(Beginning of PROVIDED RECORDS)

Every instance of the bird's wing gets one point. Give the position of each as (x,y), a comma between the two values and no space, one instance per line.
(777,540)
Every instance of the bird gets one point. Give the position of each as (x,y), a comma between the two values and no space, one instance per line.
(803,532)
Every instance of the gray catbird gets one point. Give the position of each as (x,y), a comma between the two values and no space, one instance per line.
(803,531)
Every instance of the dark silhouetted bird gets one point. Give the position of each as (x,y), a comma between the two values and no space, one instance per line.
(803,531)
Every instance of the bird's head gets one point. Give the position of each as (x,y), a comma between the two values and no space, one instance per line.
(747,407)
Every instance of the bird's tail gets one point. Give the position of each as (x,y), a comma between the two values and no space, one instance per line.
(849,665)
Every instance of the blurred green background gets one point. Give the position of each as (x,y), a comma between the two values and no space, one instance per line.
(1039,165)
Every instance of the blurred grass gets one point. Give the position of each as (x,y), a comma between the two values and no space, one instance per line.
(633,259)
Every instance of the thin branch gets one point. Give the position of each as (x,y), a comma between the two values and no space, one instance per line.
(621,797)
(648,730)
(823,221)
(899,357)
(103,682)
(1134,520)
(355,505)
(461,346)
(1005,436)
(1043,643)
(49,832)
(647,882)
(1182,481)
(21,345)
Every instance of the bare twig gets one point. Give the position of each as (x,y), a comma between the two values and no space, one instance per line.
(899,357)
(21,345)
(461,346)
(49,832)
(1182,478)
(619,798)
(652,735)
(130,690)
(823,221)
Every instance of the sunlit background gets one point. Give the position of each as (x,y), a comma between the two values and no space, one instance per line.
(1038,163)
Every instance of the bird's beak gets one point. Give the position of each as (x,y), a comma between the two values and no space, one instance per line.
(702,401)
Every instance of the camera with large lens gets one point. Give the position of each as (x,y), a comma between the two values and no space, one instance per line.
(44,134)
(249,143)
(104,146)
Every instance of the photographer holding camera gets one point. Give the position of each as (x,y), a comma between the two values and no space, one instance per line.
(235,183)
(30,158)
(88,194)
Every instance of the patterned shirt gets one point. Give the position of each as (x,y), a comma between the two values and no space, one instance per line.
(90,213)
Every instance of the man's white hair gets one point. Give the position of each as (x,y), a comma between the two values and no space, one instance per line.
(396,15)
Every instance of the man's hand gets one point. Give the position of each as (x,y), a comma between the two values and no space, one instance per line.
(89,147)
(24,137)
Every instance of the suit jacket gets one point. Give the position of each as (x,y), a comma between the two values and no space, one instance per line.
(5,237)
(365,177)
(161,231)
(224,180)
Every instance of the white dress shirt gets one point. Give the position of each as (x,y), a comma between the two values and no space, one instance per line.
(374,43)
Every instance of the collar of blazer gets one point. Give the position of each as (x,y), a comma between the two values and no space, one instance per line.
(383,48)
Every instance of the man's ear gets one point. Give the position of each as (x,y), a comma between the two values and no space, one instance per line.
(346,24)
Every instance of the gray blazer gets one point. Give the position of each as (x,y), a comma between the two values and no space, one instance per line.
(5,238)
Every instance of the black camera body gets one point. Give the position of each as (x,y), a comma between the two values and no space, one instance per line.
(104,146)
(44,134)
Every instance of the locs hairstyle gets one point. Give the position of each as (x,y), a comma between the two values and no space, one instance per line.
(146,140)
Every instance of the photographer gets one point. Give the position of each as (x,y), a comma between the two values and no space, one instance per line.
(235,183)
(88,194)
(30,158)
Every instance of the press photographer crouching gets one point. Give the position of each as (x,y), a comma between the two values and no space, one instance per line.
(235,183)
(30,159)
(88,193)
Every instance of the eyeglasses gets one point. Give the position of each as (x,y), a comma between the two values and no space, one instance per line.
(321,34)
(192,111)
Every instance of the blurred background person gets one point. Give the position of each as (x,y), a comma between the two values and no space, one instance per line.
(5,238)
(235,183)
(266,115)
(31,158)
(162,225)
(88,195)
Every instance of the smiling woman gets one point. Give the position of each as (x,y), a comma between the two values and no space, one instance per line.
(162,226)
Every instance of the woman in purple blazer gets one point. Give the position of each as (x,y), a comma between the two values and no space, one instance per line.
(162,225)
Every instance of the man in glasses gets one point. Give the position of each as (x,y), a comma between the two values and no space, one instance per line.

(End of PROVIDED RECORDS)

TASK REQUIREMENTS:
Print the entries above exactly as they were written, down to the last line.

TASK RESULT:
Every instance of the bird's wing gets one point. Give the position of each as (x,y), a comma between the two values and no space, one instance per line.
(777,540)
Every instance of the bird gets one point. Give the position of each as (x,y), a comma between the two values and no space, one instance per line.
(803,532)
Every instance of the gray catbird gets one point. Give the position of each as (x,y), a comma between the two values and no space, one instance per line.
(803,531)
Every instance of the dark silhouetted bird gets one point. Give the position of each as (x,y), a comma between the two values and no space, one instance per line.
(803,531)
Every instance of the bird's head gets one point. Give the position of each as (x,y), a comma between the two values and no space, one instance per line.
(747,407)
Every instance of the bird's tail gets one point. Give the position of each as (x,y), a comma between the two values and no space, one instance per line.
(849,665)
Every instance of the blurred green background gets one point. Give the position of each as (x,y), a comma between the two values and no space, one instance per line.
(1039,165)
Every instance of the blurred grass gets one point. Give the position of each as (x,y), a comma between the two values and no space, one instance per line.
(633,259)
Every instance of the thin branch gets one point. Give the position of each as (x,y), a comma between the two values and no space, one instance per line.
(621,797)
(648,730)
(823,221)
(899,357)
(103,682)
(1134,520)
(355,505)
(461,346)
(1005,436)
(1043,643)
(49,832)
(647,882)
(1182,481)
(21,345)
Every instance of the bare twig gets one point. Give the position of each as (x,y), a comma between the two values and no space, one instance per line.
(899,357)
(21,345)
(461,346)
(49,832)
(1182,478)
(619,798)
(652,735)
(130,690)
(823,221)
Every instance of the sunlit background gets one point. Give the position of each as (x,y), a comma between the two values and no space, one instance per line.
(1038,163)
Every instance of the bird's beak gets one point. Give the position of each as (x,y), a comma between the two values and no space, one instance per line.
(702,401)
Every instance of the camera with large lens gets one point. Give the position of each as (x,y), a comma between the two values and no space, one instance per line.
(44,134)
(249,143)
(104,146)
Every instance of the photographer holding camera gets one point. Give the position of each as (x,y), a comma between the two values and no space, one instance per line.
(235,183)
(30,158)
(88,194)
Every instance of the patterned shirt gets one point. Give the position of each as (x,y), a comma between the two values and no space, one instance per line.
(90,213)
Every instance of the man's white hair gets one point. Give the position of each as (x,y), a comma between the two values and no space, one instance per line.
(396,15)
Every instance of the man's hand gets one point. Give the position of each as (x,y), a comma between the two values and no space, one instance per line.
(89,147)
(24,137)
Every instance of the suit jacket gets one point. Give the position of each as (x,y), a comma between the two values and no space, one instance per line.
(5,237)
(365,177)
(161,231)
(224,180)
Every instance of the white dress shirt gets one point. Give the position of each as (x,y), a comma between the two values and no space, one instance per line.
(374,43)
Every instance of the collar of blazer gets one point. Give the position of each as (x,y), a comma between the two values and no space, one instance per line.
(383,48)
Every instance of the man's ear gets one point. Give the position of each as (x,y), a comma between the two values and no space, one instance per line.
(346,24)
Every instance of the gray blazer gets one point. Give the position of each as (x,y), a comma between the two values and no space, one instance per line.
(5,238)
Every instance of the black camera body gets one point. Give the position of each as (x,y), a comma between the two values and no space, one instance per line.
(104,146)
(44,134)
Every instance of the locs hairstyle gets one point. Give the position of each as (x,y), a comma between the two values and no space, one instance per line.
(146,140)
Every instance of the photographer gets one point. Give the position of each as (x,y), a comma between the two values and no space, one instance per line.
(235,183)
(88,194)
(30,158)
Every instance of the press photographer crouching gets one point. Give the position of each as (x,y), a comma between the two values and no space, one instance per line.
(235,183)
(30,159)
(88,193)
Every instance of the eyeglasses gets one point. Give the position of each as (x,y), a comma between the two values and no space, one instance per line.
(321,34)
(192,111)
Every instance of the blurred background person gets one point. Give the position of each as (x,y), a comma between the two values and no space, one instance per line.
(5,238)
(235,183)
(266,115)
(31,158)
(162,225)
(88,195)
Every instance of the smiling woman gets one point. Give the position of each as (x,y), a comma between the two values and no space, one instance per line.
(162,226)
Every instance of the woman in purple blazer gets one point. Give the position of each as (x,y), a comma between the two values and no space, one instance per line.
(162,225)
Every instance of the man in glasses gets one point. Give the position of each as (x,y), a comma between the two values and no space, one instance per line.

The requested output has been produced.